Report how many of the lines that follow contain the string "below", with case counting, and give only the number.

** start Data shown **

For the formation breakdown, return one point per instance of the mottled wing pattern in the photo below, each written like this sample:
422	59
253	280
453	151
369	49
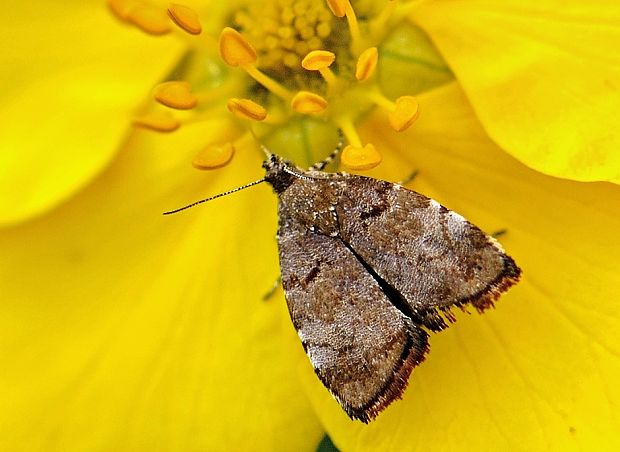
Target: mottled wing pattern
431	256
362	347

** end Data shown **
** start Data shown **

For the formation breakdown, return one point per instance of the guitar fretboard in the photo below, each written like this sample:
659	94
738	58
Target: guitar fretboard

** end Data shown **
** start Data shown **

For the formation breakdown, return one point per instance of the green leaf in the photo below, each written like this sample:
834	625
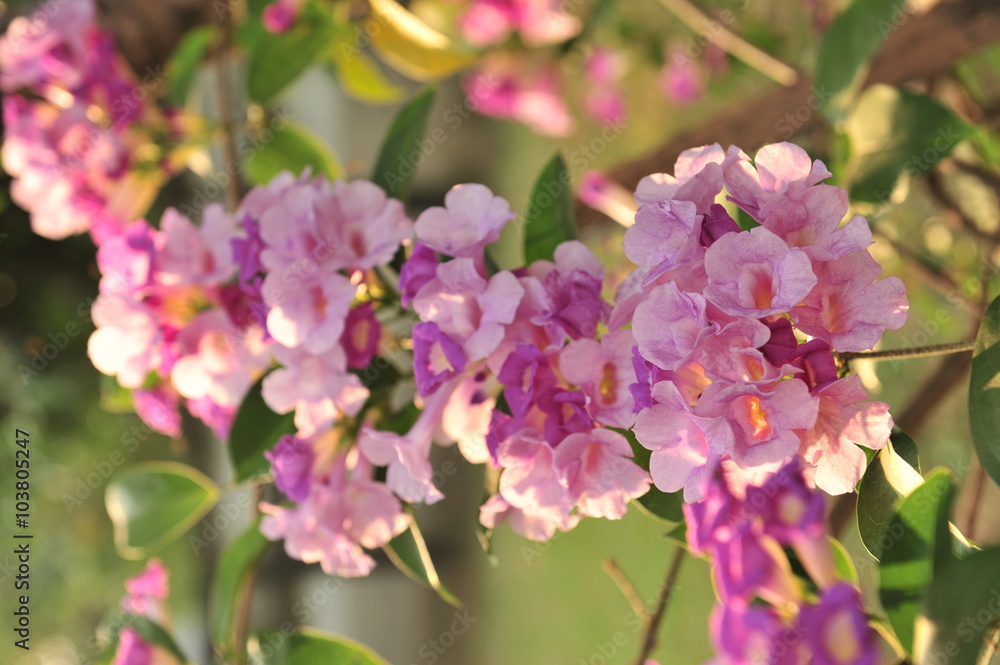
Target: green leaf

** end Data shown **

▶ _Task result_
3